* begin *

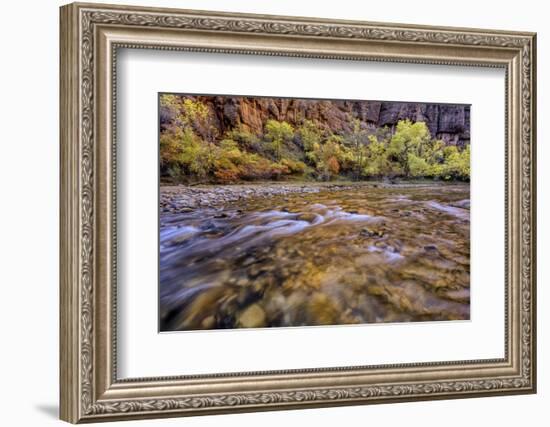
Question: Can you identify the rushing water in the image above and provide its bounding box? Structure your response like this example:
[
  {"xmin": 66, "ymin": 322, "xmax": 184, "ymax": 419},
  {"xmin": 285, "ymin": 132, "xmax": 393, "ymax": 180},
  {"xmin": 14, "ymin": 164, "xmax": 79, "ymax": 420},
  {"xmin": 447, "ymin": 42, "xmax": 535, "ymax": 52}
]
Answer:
[{"xmin": 160, "ymin": 184, "xmax": 470, "ymax": 331}]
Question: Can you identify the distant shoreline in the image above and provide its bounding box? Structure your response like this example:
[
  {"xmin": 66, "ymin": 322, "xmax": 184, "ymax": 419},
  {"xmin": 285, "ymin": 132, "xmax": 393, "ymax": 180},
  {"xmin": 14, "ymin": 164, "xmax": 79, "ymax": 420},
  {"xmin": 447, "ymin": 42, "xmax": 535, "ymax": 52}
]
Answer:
[{"xmin": 159, "ymin": 180, "xmax": 470, "ymax": 214}]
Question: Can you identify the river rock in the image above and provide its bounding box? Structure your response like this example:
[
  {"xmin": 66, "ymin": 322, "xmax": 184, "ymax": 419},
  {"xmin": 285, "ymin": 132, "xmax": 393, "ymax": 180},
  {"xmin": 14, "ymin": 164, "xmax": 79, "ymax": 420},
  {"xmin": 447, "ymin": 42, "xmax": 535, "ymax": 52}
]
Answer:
[{"xmin": 238, "ymin": 304, "xmax": 266, "ymax": 328}]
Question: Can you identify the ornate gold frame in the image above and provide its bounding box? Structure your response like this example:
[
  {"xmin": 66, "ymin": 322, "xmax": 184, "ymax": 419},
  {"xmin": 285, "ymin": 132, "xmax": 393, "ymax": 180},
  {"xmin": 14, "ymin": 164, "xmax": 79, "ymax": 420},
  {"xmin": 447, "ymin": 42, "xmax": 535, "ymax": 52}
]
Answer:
[{"xmin": 60, "ymin": 4, "xmax": 536, "ymax": 423}]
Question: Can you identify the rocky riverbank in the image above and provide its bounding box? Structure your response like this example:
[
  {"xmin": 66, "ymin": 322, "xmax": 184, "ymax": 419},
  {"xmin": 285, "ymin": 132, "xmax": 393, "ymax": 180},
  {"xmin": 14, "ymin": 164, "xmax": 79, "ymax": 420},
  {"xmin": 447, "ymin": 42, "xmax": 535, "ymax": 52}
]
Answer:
[
  {"xmin": 160, "ymin": 183, "xmax": 358, "ymax": 213},
  {"xmin": 160, "ymin": 181, "xmax": 452, "ymax": 214},
  {"xmin": 159, "ymin": 181, "xmax": 470, "ymax": 331}
]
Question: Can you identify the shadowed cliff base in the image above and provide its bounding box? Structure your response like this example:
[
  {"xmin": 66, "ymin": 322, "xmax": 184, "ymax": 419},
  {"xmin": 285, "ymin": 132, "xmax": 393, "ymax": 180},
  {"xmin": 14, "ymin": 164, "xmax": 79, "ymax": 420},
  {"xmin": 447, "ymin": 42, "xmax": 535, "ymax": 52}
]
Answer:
[{"xmin": 159, "ymin": 94, "xmax": 470, "ymax": 183}]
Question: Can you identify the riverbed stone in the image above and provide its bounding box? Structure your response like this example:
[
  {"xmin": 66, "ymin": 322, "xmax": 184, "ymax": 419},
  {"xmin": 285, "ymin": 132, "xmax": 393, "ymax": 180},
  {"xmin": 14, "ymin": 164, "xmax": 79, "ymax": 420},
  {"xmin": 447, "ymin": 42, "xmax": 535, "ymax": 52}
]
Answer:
[{"xmin": 239, "ymin": 304, "xmax": 266, "ymax": 328}]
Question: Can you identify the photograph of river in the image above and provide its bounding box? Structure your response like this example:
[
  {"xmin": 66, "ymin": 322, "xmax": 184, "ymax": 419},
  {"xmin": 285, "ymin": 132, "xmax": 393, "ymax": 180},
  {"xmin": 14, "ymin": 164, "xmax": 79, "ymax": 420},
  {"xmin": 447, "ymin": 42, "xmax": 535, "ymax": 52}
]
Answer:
[{"xmin": 159, "ymin": 93, "xmax": 470, "ymax": 332}]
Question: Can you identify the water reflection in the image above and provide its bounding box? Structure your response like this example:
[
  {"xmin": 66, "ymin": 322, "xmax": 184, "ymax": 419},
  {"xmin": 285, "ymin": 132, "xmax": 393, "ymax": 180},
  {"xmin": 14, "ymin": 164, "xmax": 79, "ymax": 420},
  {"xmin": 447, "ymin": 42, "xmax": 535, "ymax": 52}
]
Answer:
[{"xmin": 160, "ymin": 184, "xmax": 470, "ymax": 331}]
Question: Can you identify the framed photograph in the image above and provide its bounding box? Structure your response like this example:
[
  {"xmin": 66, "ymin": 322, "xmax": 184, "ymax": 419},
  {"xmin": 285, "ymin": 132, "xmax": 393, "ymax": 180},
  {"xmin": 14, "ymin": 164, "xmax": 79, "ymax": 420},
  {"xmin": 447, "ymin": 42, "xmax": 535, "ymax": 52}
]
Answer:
[{"xmin": 60, "ymin": 3, "xmax": 536, "ymax": 423}]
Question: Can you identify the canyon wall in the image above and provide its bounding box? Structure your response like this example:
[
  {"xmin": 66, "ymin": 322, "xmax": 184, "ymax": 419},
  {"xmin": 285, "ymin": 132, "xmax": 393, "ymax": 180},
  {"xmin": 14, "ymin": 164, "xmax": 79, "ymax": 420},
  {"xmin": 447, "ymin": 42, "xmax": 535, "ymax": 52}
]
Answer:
[{"xmin": 161, "ymin": 96, "xmax": 470, "ymax": 146}]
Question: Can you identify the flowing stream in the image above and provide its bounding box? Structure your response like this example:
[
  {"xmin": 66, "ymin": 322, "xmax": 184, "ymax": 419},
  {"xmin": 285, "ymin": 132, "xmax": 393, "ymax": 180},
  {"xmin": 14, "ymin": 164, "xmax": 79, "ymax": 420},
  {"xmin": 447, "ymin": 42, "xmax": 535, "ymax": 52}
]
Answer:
[{"xmin": 160, "ymin": 183, "xmax": 470, "ymax": 331}]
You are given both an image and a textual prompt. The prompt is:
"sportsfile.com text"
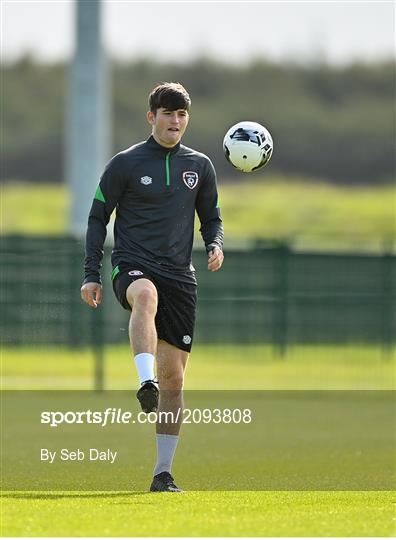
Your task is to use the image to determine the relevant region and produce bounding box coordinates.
[40,407,252,427]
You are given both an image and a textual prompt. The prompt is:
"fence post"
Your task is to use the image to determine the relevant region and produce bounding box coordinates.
[90,304,105,392]
[381,244,396,357]
[274,243,290,358]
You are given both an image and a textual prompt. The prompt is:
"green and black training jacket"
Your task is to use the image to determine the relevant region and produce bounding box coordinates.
[84,136,223,283]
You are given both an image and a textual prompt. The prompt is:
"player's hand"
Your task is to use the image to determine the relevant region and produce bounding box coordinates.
[81,282,102,308]
[208,246,224,272]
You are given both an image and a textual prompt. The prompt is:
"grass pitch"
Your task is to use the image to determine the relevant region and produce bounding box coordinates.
[1,174,395,252]
[1,346,396,537]
[3,490,395,537]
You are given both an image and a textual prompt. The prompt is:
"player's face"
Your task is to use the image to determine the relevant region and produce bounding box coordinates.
[147,107,189,148]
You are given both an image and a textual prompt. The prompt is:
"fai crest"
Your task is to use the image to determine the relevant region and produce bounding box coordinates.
[140,176,153,186]
[183,171,198,189]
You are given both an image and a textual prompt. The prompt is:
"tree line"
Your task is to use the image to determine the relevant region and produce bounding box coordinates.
[1,57,395,185]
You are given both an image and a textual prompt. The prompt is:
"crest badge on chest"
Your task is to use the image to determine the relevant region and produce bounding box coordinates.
[183,171,198,189]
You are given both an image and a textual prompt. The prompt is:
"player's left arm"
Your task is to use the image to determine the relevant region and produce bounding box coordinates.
[195,158,224,272]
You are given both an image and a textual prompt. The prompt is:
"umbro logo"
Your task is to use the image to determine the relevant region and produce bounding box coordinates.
[140,176,153,186]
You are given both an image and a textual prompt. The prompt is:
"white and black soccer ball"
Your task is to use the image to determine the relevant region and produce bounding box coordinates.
[223,121,274,172]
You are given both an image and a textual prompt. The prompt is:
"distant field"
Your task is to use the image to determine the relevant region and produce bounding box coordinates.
[1,344,396,390]
[2,175,395,251]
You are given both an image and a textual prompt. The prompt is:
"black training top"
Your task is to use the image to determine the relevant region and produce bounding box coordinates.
[84,136,223,283]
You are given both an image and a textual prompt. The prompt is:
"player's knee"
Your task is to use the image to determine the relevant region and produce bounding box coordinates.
[127,283,158,311]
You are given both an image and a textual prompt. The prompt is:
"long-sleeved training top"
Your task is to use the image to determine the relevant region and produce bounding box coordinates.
[84,136,223,283]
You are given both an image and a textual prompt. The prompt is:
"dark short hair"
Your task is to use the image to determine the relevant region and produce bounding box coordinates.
[149,83,191,114]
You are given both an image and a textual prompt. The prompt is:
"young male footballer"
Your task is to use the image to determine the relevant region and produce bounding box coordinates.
[81,83,223,491]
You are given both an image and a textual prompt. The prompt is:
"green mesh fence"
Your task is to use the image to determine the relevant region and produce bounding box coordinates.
[0,236,396,351]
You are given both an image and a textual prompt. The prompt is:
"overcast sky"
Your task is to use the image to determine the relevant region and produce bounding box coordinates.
[0,0,395,63]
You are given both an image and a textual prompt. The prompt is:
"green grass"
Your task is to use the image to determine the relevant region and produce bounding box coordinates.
[1,175,396,251]
[2,345,396,537]
[3,491,395,537]
[1,344,396,390]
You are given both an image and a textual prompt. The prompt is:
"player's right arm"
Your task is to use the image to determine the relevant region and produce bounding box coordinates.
[81,154,126,308]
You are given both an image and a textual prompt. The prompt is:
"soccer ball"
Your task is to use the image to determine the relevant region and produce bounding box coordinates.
[223,121,274,172]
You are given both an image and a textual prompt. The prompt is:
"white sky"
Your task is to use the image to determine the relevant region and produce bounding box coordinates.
[0,0,395,63]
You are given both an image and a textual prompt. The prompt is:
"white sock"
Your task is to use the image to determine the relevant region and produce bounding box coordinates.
[135,353,155,384]
[154,434,179,476]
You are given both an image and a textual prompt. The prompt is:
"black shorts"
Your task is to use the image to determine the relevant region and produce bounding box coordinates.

* end *

> _Aim_:
Find each line above that contains the string "green" and copy it out in full. Case matters.

> _The result_:
"green and black training jacket"
"green mesh fence"
"green grass"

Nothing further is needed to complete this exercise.